Short exercise a: Report each line of the rows below that contains the string "flag", copying the line in full. Case counts.

Text shown:
+ + +
Friday, April 04, 2008

a thousand times goodnight

decided to up the ante at the gym. a thousand plus situps. the plus is because i lost count. i keep doing that. my mind tends to roam freely most occasions and i'm not inclined to keep it in check.

now my arms and abs have that dull burn of being worked and worked hard.

i believe a nap will be in order (i'm such a baby, i work really hard, then i nap really hard). but the pace i keep can't be kept without sufficient recovery time. for me, that has to be creative as well as physical. and a nap is the best remedy for what ails me.

there is a gorgeous poem i got today and had to send it to my friends because it is so powerful. here's the link if you care to read it, very worthwhile.

i must go eat something, do some work, some reading, then some serious napping. creative incubation let's call it.

then, as always, off to work.
peace.

ripe with possibility

i don't know what it is, even at my lowest, i wake in the morning feeling like it's another chance to do it right. to make something wonderful happen.

i try not to let my mind spin off in the direction of the past or future, as both are equally questionable. what i've done, what i've yet to do. nothing i can change about either, so i must stay here. in the moment.

i need to work out then begin the rush of my day.

i'm reading an excellent poetry book called omeros by derek walcott. my prof recommended it, and it's gorgeous. just a joy to read. so much so, i read 104 instead of just 52 pages yesterday. after this (which looks to have about three hundred (possibly 250) more pages, two more books for this packet.

it will be light on the creative writing part, but that is beside the point. i will have genuinely frontloaded after this. and can ease into my last two packets with more freedom to delve critically into my subject.

though i'm still not looking forward to it.

i have had a different approach this time around because these poets have left me so speechless and often times bored (though, in each book there is at least one captivating poem, much to my relief). so i let the writing, the annotation set. and in one flurry of words and hours, a marathon of writing, i draft all my pages at the same time. then, as i'm inclined to do, i don't reread just hit SEND.

this is dangerous. especially with a critical eye such as i've got on me now. but last packet, i went back after i sent it, and saw only three actual errors. i think he found a couple more that i'd missed. but this contemplative writing process really works for me. and now i'm taking it even further because i have to start writing before i actually hear anything.

i simply hear crickets regarding these poets.

but just like this blog, as i start to write the thoughts come. it's like turning on the tap. sometimes incorporating the quotes is a big deal because i use a laptop on my lap, and have no proper workspace. so juggling a book and laptop can be a bit trying. so i try to input my passages before the actual writing.

then, i can contemplate what i'm going to write on free of having to labor to incorporate said quotes into the work.

i have planned with a friend to go up next semester to vermont and attend residency in person. i would love to do this, take eight days and be an actual student. meet my profs face to face.

but the logistics of that extraction in my life are daunting. i'm not sure i can pull it off. the stretch of time is one thing, but i think it will likely coincide with when i'm spending about ten days in cali. as far as i can tell, one can't be in two places at once. so it may be virtual again. which is fine.

i'm still happy and excited, which is a peculiar undercurrent i'm not used to, but i'm certainly glad it's here. i've needed some good feeling. some peace. that it's come to me now is more than i could ask or imagine.

and i eagerly await what arrives next.

that which is mine, will come to me.

peace.
+ + +
Data in this exercise:
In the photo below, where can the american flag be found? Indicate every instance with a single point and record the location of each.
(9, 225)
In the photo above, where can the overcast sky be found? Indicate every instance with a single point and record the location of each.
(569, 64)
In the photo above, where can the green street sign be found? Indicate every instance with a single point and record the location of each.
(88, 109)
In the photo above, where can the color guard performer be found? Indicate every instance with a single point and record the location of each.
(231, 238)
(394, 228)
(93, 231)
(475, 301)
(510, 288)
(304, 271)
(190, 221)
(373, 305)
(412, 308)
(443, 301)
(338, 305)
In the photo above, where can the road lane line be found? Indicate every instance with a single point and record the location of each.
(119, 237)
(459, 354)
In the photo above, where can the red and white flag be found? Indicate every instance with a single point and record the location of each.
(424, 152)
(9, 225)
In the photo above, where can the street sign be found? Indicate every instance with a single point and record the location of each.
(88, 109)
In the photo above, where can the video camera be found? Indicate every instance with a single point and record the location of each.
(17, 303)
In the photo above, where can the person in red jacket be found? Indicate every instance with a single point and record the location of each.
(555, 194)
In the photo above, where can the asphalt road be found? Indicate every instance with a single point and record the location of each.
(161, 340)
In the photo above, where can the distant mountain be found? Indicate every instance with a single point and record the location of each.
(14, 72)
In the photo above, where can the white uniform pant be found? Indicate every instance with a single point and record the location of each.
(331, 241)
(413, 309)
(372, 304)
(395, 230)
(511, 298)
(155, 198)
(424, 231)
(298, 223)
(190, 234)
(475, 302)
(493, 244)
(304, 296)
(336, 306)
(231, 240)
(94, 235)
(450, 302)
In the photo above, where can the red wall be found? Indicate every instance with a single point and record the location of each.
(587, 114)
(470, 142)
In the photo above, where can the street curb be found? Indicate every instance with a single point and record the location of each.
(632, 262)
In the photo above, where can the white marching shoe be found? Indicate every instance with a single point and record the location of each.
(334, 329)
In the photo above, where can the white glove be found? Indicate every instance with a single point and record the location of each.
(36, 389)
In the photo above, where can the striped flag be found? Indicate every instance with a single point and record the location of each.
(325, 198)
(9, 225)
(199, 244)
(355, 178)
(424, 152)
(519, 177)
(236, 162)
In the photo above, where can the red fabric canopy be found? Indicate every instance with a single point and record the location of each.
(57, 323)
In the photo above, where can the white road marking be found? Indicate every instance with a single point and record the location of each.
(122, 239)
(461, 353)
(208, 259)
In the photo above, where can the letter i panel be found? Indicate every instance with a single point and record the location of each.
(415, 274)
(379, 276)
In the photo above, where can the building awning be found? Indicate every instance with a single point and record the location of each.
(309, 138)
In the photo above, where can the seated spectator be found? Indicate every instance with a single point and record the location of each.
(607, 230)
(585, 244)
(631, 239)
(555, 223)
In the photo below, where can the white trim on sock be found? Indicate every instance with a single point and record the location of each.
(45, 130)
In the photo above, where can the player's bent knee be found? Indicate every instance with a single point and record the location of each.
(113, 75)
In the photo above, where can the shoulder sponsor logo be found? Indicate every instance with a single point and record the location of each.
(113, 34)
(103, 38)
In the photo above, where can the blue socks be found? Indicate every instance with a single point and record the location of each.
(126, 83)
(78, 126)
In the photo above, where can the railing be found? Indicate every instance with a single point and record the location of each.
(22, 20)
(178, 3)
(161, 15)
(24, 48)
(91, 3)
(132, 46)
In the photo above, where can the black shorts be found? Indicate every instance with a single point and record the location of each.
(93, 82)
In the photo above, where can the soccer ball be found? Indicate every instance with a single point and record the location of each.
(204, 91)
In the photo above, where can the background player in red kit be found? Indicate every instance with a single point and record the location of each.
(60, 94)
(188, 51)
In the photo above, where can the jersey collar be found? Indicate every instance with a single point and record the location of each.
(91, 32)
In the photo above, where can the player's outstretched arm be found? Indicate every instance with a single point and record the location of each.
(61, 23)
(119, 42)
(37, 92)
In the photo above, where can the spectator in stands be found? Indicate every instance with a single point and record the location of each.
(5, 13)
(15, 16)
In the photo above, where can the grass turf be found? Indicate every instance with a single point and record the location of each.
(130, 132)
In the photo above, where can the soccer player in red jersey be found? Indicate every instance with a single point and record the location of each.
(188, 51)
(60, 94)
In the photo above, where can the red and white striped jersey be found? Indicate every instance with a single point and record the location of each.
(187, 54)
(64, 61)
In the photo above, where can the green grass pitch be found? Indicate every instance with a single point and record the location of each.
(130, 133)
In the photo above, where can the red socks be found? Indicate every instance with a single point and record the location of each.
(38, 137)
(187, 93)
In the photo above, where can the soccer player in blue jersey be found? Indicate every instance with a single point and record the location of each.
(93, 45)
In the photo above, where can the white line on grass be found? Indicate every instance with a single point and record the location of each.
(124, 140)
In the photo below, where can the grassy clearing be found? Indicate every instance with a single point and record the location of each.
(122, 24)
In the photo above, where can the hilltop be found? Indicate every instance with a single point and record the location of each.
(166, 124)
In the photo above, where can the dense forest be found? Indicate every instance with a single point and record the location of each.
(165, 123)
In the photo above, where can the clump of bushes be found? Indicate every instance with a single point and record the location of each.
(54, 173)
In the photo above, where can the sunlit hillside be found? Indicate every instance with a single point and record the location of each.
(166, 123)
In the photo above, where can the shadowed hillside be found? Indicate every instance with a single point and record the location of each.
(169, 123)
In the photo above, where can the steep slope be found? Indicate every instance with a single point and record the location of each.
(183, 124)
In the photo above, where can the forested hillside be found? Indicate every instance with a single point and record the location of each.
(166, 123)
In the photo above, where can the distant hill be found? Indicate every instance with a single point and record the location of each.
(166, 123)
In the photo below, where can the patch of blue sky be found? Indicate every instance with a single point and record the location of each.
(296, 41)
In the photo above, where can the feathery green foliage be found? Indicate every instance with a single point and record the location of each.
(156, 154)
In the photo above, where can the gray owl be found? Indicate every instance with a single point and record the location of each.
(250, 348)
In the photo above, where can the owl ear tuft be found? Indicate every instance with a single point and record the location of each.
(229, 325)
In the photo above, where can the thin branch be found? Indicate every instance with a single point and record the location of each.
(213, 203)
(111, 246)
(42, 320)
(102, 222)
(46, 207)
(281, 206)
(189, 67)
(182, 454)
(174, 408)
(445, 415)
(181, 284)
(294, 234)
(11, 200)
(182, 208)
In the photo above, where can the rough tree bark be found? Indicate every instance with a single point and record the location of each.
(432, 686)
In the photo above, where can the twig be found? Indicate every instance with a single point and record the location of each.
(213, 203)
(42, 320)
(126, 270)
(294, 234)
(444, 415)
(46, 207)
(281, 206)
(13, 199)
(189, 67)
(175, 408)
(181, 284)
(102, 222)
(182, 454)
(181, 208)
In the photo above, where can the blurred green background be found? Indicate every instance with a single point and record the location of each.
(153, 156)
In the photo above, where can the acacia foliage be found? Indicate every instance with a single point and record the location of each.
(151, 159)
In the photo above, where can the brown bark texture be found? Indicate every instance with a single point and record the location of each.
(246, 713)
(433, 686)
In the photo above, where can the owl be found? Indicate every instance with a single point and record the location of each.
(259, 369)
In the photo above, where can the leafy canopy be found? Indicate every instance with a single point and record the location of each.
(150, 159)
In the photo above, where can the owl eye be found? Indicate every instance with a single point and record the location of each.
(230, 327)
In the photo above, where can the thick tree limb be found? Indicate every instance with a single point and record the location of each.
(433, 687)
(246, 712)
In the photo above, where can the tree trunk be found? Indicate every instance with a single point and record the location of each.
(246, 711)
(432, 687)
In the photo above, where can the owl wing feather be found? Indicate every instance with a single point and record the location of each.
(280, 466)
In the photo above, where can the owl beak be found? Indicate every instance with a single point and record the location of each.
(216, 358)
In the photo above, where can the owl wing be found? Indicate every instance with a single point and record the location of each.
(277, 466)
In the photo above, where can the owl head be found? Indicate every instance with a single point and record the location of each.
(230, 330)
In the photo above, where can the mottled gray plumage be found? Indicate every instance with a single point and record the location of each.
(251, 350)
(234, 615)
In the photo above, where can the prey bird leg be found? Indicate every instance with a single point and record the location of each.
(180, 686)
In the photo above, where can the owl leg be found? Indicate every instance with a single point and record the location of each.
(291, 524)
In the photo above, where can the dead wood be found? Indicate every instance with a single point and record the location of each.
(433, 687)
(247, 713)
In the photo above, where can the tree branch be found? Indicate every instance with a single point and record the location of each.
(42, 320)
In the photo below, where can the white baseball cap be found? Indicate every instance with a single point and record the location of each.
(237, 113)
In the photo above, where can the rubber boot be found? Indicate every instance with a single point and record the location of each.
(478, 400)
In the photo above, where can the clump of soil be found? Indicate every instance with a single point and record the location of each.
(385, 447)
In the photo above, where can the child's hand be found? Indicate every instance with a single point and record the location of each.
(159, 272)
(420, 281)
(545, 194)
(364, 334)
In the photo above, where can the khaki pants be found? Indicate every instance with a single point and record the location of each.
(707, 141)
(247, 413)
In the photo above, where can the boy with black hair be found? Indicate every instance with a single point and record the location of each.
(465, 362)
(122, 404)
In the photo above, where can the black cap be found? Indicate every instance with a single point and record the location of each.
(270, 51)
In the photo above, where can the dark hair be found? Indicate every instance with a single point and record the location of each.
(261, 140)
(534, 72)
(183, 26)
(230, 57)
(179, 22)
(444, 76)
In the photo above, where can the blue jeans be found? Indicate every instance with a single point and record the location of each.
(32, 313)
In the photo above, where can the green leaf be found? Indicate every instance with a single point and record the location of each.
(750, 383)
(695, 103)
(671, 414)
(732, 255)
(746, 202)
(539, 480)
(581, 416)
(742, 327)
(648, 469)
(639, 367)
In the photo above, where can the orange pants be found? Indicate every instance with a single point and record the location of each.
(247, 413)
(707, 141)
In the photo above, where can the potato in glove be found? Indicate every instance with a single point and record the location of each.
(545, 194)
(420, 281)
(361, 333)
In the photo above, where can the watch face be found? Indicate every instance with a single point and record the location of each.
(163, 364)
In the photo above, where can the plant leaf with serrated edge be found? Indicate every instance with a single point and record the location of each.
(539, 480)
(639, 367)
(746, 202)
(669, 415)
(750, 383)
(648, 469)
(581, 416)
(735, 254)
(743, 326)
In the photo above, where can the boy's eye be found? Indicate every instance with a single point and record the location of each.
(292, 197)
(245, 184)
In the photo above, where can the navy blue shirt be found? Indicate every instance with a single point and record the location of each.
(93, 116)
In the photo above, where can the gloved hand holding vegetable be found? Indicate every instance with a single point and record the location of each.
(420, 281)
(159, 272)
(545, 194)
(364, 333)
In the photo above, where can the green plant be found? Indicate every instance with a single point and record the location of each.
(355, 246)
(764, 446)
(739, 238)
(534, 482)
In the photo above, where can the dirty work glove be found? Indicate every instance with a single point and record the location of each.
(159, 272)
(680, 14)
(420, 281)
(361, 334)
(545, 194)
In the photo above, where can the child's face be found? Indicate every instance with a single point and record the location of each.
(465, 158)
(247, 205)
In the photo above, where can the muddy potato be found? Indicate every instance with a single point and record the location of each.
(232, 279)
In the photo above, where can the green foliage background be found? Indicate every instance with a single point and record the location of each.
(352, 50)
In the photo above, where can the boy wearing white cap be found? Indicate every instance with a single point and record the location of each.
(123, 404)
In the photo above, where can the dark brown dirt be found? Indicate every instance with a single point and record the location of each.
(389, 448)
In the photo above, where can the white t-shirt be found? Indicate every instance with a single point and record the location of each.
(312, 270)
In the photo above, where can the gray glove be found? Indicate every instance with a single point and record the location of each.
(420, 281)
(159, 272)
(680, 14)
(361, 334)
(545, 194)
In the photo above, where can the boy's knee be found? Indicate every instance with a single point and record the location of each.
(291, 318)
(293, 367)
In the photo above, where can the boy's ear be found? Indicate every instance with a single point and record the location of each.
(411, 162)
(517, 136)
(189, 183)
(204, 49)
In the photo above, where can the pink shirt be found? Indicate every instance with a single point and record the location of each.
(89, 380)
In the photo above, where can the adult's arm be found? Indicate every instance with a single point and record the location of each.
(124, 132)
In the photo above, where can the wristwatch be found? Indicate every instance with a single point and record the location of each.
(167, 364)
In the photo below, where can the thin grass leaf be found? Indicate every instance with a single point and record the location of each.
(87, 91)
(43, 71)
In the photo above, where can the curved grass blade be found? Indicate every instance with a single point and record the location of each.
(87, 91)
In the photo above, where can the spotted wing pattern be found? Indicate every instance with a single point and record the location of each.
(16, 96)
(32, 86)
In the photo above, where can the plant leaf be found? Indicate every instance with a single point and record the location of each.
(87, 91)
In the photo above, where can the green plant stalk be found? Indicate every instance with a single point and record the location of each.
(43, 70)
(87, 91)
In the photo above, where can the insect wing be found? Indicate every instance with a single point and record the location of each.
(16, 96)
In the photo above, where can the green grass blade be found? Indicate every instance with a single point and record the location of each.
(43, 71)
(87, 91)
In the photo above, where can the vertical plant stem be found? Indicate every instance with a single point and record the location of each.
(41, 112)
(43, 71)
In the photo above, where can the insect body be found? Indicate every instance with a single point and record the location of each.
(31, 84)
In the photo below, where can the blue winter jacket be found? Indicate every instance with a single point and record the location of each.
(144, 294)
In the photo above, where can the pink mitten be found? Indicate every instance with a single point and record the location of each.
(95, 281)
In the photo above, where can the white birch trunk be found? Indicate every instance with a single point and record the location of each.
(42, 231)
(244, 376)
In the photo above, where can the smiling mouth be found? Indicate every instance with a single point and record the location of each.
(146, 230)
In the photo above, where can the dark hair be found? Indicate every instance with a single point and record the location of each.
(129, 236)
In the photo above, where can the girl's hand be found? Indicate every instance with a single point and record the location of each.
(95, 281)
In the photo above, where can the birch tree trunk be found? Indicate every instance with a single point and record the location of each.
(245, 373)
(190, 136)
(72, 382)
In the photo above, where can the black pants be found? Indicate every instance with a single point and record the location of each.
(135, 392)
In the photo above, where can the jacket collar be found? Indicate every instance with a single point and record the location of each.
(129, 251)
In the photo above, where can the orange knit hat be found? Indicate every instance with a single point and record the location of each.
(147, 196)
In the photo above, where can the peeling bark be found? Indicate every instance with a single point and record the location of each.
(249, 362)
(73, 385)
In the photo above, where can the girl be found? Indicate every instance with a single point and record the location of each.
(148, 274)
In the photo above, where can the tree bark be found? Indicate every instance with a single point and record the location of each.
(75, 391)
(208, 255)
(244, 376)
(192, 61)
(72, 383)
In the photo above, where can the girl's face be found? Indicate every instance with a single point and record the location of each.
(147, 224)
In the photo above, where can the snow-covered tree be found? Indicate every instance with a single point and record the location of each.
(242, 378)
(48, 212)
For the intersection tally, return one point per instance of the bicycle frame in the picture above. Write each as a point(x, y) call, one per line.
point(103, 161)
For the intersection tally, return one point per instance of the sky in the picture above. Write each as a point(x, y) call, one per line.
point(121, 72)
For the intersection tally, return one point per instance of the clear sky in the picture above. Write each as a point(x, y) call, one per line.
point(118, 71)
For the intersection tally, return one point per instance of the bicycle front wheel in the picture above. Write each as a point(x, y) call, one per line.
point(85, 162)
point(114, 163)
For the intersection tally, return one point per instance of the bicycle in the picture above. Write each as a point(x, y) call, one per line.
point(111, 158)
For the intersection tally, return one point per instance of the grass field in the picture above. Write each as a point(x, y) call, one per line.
+ + +
Short exercise b: In the blog text, the sentence beginning "i must go eat something" lists what the writer must go do. List each of those activities.

Exercise solution a:
In the photo below, where can the american flag be found? Indicate every instance with a single point and record the location of each.
In the photo above, where can the red and white flag be found? Indicate every instance with a single point and record the location of each.
In the photo above, where can the striped flag be found? Indicate every instance with a single point and record the location of each.

Exercise solution b:
- eat something
- do some work
- some reading
- some serious napping